— START —

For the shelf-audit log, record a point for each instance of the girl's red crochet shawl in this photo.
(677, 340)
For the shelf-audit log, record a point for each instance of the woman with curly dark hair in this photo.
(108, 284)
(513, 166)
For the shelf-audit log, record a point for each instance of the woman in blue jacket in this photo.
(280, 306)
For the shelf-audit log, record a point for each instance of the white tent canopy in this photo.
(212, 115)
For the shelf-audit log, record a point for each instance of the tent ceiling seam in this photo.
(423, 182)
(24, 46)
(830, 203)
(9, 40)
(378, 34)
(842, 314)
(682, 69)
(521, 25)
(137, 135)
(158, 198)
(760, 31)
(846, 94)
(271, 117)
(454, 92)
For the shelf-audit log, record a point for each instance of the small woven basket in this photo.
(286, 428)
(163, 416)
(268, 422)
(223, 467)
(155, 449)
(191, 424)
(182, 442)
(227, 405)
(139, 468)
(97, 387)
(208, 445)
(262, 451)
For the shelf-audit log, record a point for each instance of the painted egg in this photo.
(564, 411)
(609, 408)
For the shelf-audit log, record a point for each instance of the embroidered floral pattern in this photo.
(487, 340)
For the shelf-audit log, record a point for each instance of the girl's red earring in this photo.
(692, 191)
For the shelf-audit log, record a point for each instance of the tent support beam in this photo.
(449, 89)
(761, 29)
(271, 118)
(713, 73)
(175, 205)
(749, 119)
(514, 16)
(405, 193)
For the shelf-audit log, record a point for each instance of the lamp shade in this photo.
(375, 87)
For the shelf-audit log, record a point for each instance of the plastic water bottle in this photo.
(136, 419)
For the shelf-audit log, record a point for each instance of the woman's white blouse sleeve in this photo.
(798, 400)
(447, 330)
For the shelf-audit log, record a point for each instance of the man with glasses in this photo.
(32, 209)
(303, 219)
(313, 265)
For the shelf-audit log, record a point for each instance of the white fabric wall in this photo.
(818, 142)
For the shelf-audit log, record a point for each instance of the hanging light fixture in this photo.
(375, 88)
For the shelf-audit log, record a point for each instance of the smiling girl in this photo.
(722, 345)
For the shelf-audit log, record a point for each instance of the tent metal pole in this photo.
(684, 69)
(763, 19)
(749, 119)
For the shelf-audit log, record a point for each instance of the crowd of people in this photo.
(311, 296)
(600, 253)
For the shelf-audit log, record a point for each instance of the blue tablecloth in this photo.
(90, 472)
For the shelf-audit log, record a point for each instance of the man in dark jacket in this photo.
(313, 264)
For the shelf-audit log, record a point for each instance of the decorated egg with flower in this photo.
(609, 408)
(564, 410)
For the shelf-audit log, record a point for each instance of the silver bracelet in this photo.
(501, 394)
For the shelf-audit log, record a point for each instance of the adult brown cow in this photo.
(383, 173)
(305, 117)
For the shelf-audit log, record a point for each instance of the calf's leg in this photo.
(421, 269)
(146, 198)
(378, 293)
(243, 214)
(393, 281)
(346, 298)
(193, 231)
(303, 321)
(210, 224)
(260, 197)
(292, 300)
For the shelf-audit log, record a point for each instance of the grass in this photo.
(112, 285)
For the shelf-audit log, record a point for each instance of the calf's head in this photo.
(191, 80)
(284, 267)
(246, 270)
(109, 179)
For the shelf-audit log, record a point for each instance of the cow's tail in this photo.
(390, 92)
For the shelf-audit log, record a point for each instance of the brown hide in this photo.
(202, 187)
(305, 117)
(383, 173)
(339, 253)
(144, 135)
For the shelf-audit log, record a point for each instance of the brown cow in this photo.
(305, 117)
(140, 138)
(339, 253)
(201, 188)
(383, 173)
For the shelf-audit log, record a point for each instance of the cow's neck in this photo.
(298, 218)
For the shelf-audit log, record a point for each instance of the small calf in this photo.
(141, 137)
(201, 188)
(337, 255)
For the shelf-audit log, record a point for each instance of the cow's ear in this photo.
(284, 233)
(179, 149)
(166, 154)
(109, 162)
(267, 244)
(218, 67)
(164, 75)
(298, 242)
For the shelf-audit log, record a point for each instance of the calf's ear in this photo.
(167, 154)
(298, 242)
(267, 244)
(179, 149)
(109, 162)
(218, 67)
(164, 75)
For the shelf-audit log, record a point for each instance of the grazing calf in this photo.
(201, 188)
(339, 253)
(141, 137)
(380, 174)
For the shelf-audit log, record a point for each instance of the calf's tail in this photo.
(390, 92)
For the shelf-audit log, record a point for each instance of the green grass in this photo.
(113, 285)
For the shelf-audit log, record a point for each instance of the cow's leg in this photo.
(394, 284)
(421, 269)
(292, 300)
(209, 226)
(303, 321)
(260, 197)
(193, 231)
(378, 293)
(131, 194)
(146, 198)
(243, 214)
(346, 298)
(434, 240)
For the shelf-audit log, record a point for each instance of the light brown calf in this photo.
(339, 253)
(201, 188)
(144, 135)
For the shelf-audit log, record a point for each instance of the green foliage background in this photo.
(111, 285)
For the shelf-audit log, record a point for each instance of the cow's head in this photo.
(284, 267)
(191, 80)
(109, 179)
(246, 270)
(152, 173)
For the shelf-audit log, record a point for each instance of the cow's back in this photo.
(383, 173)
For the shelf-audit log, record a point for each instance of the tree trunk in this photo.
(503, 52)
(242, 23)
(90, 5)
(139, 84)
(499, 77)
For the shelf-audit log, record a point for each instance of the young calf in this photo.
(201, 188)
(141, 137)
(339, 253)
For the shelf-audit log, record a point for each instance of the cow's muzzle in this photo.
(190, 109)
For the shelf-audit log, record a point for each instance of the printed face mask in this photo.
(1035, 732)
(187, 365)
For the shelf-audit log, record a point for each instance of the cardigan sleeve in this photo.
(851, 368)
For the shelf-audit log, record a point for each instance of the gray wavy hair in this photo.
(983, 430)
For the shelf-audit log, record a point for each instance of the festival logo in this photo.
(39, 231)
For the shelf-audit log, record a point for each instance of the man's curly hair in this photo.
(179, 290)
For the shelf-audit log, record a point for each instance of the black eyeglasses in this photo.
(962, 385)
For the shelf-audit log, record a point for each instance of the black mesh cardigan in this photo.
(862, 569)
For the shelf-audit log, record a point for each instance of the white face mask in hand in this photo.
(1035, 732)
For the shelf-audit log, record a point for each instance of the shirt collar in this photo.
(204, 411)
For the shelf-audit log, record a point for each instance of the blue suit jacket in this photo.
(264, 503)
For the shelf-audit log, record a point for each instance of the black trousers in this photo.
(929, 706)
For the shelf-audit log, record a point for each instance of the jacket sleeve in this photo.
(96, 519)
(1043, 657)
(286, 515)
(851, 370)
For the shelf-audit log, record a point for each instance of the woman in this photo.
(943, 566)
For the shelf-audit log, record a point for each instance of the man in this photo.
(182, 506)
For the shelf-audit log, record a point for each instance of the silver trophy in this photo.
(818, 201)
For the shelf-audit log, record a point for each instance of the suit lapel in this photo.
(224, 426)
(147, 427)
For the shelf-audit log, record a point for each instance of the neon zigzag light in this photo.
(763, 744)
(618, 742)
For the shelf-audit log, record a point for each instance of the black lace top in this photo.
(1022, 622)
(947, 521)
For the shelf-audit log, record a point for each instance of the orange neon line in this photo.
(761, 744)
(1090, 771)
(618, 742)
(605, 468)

— END —

* What the task asks *
Copy out the whole listing exactly; please set it all down.

* Answer to this exercise *
For the shelf-audit log, record a point for each instance of the girl's red crochet shawl in this photo.
(677, 340)
For the shelf-audit log, record a point for each instance of the woman with curly dark hair in this photo.
(108, 284)
(513, 166)
For the shelf-audit log, record a point for each instance of the woman in blue jacket in this photo.
(280, 306)
For the shelf-audit log, record a point for each instance of the white tent canopy in this photo.
(212, 115)
For the shelf-audit log, record a point for each instance of the tent ceiling seam in this photo.
(423, 182)
(24, 46)
(830, 203)
(9, 40)
(378, 34)
(842, 314)
(682, 69)
(521, 25)
(137, 135)
(158, 198)
(760, 31)
(846, 94)
(271, 117)
(454, 92)
For the shelf-audit log, record a point for each instance of the small woven basket in this photo.
(286, 428)
(163, 416)
(268, 422)
(223, 467)
(155, 449)
(191, 424)
(182, 442)
(227, 405)
(139, 468)
(97, 387)
(208, 445)
(262, 451)
For the shelf-audit log, record a point for each instance of the painted egg in this photo.
(564, 411)
(609, 408)
For the shelf-audit log, record a point for each instance of the embroidered floral pattern in this photo.
(487, 340)
For the shelf-audit log, record a point for each instance of the girl's red earring in this photo.
(692, 191)
For the shelf-audit log, record a point for each instance of the tent support beam in this photo.
(449, 89)
(761, 29)
(271, 118)
(713, 73)
(175, 205)
(749, 119)
(514, 16)
(405, 193)
For the shelf-audit log, record a point for each instance of the lamp shade in this photo.
(375, 87)
For the shelf-audit log, record a point for each instance of the plastic water bottle in this photo.
(136, 419)
For the shelf-audit log, record a point for each instance of the woman's white blouse sleeve in this photo.
(798, 400)
(447, 330)
For the shelf-audit log, record a point for each instance of the man with glasses in this photo.
(32, 209)
(303, 219)
(313, 265)
For the shelf-audit log, record a point for each instance of the white fabric wall in this photo.
(818, 142)
For the shelf-audit log, record a point for each instance of the hanging light fixture in this photo.
(375, 88)
For the shelf-audit log, record a point for each instance of the smiling girl in this photo.
(722, 345)
For the shelf-audit log, record a point for each instance of the tent metal pole in this photo.
(684, 69)
(763, 19)
(749, 119)
For the shelf-audit log, record a point for each instance of the crowd of people in this photo.
(311, 296)
(600, 253)
For the shelf-audit log, record a point for each instance of the blue tablecloth in this photo.
(90, 472)
For the shelf-audit log, record a point for each instance of the man in dark jacket in this photo.
(313, 264)
For the shelf-audit log, record a point for each instance of the decorated egg with flower in this photo.
(609, 408)
(564, 410)
For the shelf-audit log, record a point for each instance of the silver bracelet in this photo.
(501, 394)
For the shelf-audit log, record a point for each instance of the adult brown cow in this photo.
(383, 173)
(305, 117)
For the shelf-audit log, record a point for each instance of the calf's leg in this photo.
(421, 269)
(146, 198)
(378, 293)
(243, 214)
(393, 281)
(346, 298)
(193, 231)
(303, 321)
(210, 224)
(260, 197)
(292, 300)
For the shelf-audit log, record a point for each instance of the grass in this photo.
(112, 285)
For the shelf-audit log, record a point for each instance of the calf's head in this photo.
(191, 80)
(284, 267)
(246, 270)
(109, 179)
For the shelf-audit log, record a point for each instance of the cow's tail in this photo.
(390, 92)
For the shelf-audit log, record a point for each instance of the brown hide in this photo.
(202, 187)
(305, 117)
(383, 173)
(339, 253)
(144, 135)
For the shelf-audit log, record a point for each instance of the brown cow in this photo.
(305, 117)
(140, 138)
(339, 253)
(201, 188)
(383, 173)
For the shelf-audit log, record a point for each instance of the cow's neck in this photo.
(298, 218)
For the shelf-audit log, record a point for each instance of the small calf in this photo.
(141, 137)
(201, 188)
(337, 255)
For the shelf-audit log, record a point for each instance of the cow's ear in this photo.
(284, 233)
(179, 149)
(166, 154)
(109, 162)
(267, 244)
(218, 67)
(164, 75)
(298, 242)
For the shelf-audit log, record a point for each instance of the calf's ear in this photo.
(167, 154)
(298, 242)
(267, 244)
(179, 149)
(109, 162)
(218, 67)
(164, 75)
For the shelf-audit log, record a point for each instance of the grazing calf in this photo.
(201, 188)
(339, 253)
(141, 137)
(380, 174)
For the shelf-audit log, record a point for each instance of the calf's tail in this photo.
(390, 92)
For the shelf-audit log, record a point for each instance of the green grass in this photo.
(113, 285)
For the shelf-audit log, record a point for each instance of the cow's leg in this photo.
(394, 284)
(421, 269)
(292, 300)
(209, 226)
(303, 321)
(260, 197)
(193, 231)
(378, 293)
(131, 194)
(146, 198)
(243, 214)
(346, 298)
(434, 240)
For the shelf-audit log, record a point for each instance of the light brown calf in this photo.
(339, 253)
(201, 188)
(144, 135)
For the shelf-audit log, record a point for each instance of the green foliage background in this photo.
(111, 285)
For the shelf-audit log, record a point for each instance of the cow's head in this photo.
(284, 267)
(191, 80)
(109, 179)
(246, 270)
(152, 173)
For the shelf-audit log, record a point for each instance of the cow's back in this photo.
(383, 173)
For the shelf-audit log, record a point for each instance of the tree trunk in this photo.
(503, 52)
(242, 23)
(90, 5)
(139, 84)
(499, 77)
For the shelf-audit log, record a point for each instance of the young calf in this photo.
(201, 188)
(141, 137)
(339, 253)
For the shelf-audit log, record a point for each instance of the cow's muzzle in this photo.
(190, 109)
For the shelf-audit log, record a point for each instance of the printed face mask in this photo.
(1035, 732)
(187, 365)
For the shelf-audit log, record a point for each instance of the cardigan sleeve in this photo.
(851, 368)
For the shelf-audit log, record a point for each instance of the gray wavy hair in this photo.
(983, 430)
For the shelf-audit log, record a point for each instance of the festival logo in this photo.
(39, 231)
For the shelf-audit log, record a point for each instance of the man's curly hair in this photo.
(179, 290)
For the shelf-audit log, record a point for each instance of the black eyeglasses in this photo.
(962, 385)
For the shelf-audit log, record a point for each instance of the black mesh cardigan in this photo.
(862, 569)
For the shelf-audit log, record a point for each instance of the white face mask in hand in this photo.
(1035, 732)
For the shelf-audit log, record a point for each instance of the shirt collar in this photo.
(204, 411)
For the shelf-audit log, record a point for each instance of the blue suit jacket in this photo.
(264, 503)
For the shelf-audit log, record a point for each instance of the black trousers in this photo.
(929, 706)
For the shelf-audit log, record a point for each instance of the jacket sleeve in this photo.
(96, 519)
(1043, 657)
(286, 515)
(851, 370)
For the shelf-audit log, record a point for each instance of the woman in this photo.
(943, 566)
For the shelf-audit log, record a point for each instance of the man in this photo.
(182, 506)
For the shelf-audit log, record a point for each instance of the silver trophy in this photo.
(818, 201)
For the shelf-audit log, record a point for each instance of the suit lapel in this photo.
(224, 426)
(147, 427)
For the shelf-audit log, record a point for each instance of the neon zigzag light in this photo.
(763, 744)
(618, 742)
For the shelf-audit log, record a point for each instance of the black lace top in this photo.
(1022, 622)
(947, 521)
For the shelf-audit log, record a point for each instance of the orange neon line in this photo.
(761, 744)
(1090, 771)
(618, 742)
(605, 468)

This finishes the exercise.